Goal »
Rewrite all the entries below, replacing "in this photo" with "in this image" wherever it occurs and leaving all other text unchanged. Omit the pictures from your output.

Dataset rows on where objects appear »
- - - - - - -

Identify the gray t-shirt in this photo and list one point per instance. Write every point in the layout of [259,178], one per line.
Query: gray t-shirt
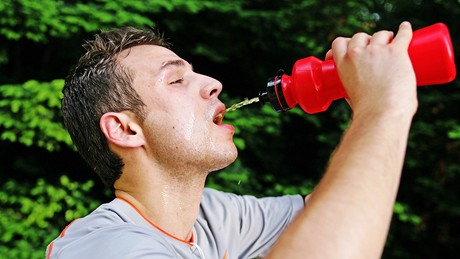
[228,226]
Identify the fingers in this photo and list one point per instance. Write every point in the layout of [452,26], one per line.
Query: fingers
[359,40]
[381,38]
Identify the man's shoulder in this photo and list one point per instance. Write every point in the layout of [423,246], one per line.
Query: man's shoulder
[105,232]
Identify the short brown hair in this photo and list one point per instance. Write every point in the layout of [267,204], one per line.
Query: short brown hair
[99,84]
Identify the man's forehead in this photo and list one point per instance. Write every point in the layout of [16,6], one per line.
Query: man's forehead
[153,55]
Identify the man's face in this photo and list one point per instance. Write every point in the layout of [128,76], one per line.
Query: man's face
[183,113]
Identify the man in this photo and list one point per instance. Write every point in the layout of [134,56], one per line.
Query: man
[151,127]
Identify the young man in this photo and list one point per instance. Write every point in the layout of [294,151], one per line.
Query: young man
[151,127]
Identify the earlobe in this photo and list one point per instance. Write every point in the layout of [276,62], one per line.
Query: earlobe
[121,129]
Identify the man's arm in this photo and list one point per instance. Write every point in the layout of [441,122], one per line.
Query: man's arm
[349,213]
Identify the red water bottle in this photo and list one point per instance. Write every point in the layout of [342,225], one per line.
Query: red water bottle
[314,83]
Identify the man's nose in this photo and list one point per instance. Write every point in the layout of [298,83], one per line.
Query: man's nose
[211,87]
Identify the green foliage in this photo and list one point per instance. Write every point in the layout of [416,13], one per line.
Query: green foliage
[29,114]
[31,216]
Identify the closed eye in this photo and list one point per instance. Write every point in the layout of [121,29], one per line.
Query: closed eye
[178,81]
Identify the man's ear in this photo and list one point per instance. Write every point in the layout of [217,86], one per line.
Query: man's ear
[122,129]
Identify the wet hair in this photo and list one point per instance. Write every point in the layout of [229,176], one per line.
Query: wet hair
[98,84]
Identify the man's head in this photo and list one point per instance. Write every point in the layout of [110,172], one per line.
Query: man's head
[130,92]
[98,84]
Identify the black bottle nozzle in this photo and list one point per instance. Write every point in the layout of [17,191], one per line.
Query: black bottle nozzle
[274,93]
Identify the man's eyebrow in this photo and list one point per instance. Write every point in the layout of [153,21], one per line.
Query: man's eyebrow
[175,62]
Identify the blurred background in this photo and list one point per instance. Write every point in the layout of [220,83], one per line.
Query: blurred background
[44,184]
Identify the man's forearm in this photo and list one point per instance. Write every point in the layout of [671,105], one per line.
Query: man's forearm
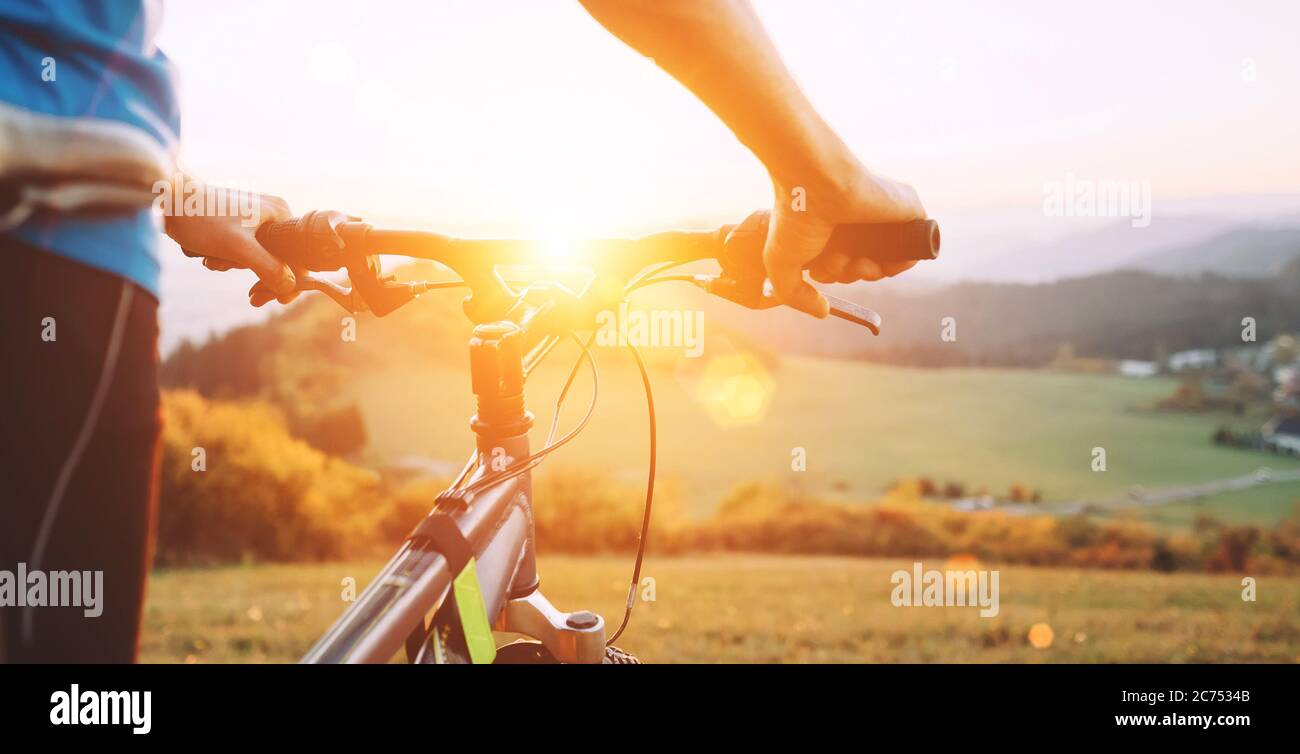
[720,51]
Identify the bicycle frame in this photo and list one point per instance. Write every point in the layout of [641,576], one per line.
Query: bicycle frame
[497,523]
[488,512]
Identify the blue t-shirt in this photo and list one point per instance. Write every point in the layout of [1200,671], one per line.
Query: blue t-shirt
[104,66]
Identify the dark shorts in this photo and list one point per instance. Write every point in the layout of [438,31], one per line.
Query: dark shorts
[79,429]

- - - - - - -

Solution to this problem »
Identify the gray t-shirt in this image and list one point per instance. Write every point in the layout of [259,178], one per line.
Query: gray t-shirt
[228,226]
Identify the fingers in this image and list one point per instance. Write every point in the layout of [452,26], one per line.
Query: fingers
[359,40]
[381,38]
Identify the man's shoulder in this image and list one point per instance. Write every point in the layout of [423,246], one per line.
Query: man's shoulder
[105,232]
Identify the short brown hair in this image and list one point per instance. Write every point in the layout of [267,204], one per line.
Query: short brown hair
[99,84]
Identify the man's forehead in this image and list one point per instance. Write every point in the layout of [16,6], one per line.
Query: man's forehead
[153,55]
Identify the man's face in this image and list one point per instance. Write every point in the layout of [128,76], one per line.
Query: man's face
[183,113]
Identify the man in this image and list one point per instance. Write every point in the layout of [134,56], one per line.
Query: man
[151,127]
Identify the young man in this image and list one point per instance. Write every point in the layout of [294,151], one per line.
Query: young man
[151,127]
Identify the earlobe in this image and list one point per instance. Write every point in the layout of [276,62], one per line.
Query: earlobe
[121,129]
Identify the man's arm in this image and list one point per instance. Write every point in the layout of [441,122], one per line.
Query: man's arm
[349,213]
Identify the red water bottle in this image and list one point per instance. Write every point in the layout of [342,225], one per line.
Query: red water bottle
[314,83]
Identify the man's nose in this image and list one point per instance. Write every point in the layout of [298,83], one per line.
Query: man's nose
[211,87]
Identify the green foliage in this image and list one point per instance. Write every point in the layout of [416,13], one per line.
Query: green foliage
[29,114]
[31,216]
Identify the closed eye in this image and list one point per instance. Write every point in the layout of [121,29], one per line.
Query: closed eye
[178,81]
Identify the man's ear in this image and list one point per instance. Write every point in the layout of [217,86], one per line.
Query: man's ear
[122,129]
Identify the wet hair in this image and list one point per instance. Write every point in the layout of [229,176], one per line.
Query: wet hair
[98,84]
Identify the man's head in this image and list one point per instance. Write every point in the layout of [110,172], one per line.
Query: man's head
[130,92]
[98,84]
Identify the black bottle nozzle in this image and list one point per instance. Write every point in the layout of [17,191], one per line.
Query: black bottle nozzle
[274,93]
Identify the man's eyebrow in this image and list one point per instance. Write every point in the layout of [153,21], one per line.
Query: man's eyebrow
[175,62]
Identify the blurred background in this image and list one point per instance. Write every point in the layout of [220,83], one per line.
Query: blurred background
[44,184]
Identify the man's forearm in this image and list one point per instance. Write every point in the layout of [671,105], one per line.
Query: man's forearm
[720,51]
Identify the bicycle frame in this image and list one point per instance. Write every point in the layout of [641,576], one per line.
Query: bicycle frame
[497,523]
[488,512]
Identify the blue t-shirt in this image and list one point per instance. Write every point in the layout of [1200,671], one per line.
Query: blue t-shirt
[104,66]
Identify the dark shorts in this image and list one point per instance. Write every point in the layout of [438,31], one per line.
Query: dark shorts
[79,429]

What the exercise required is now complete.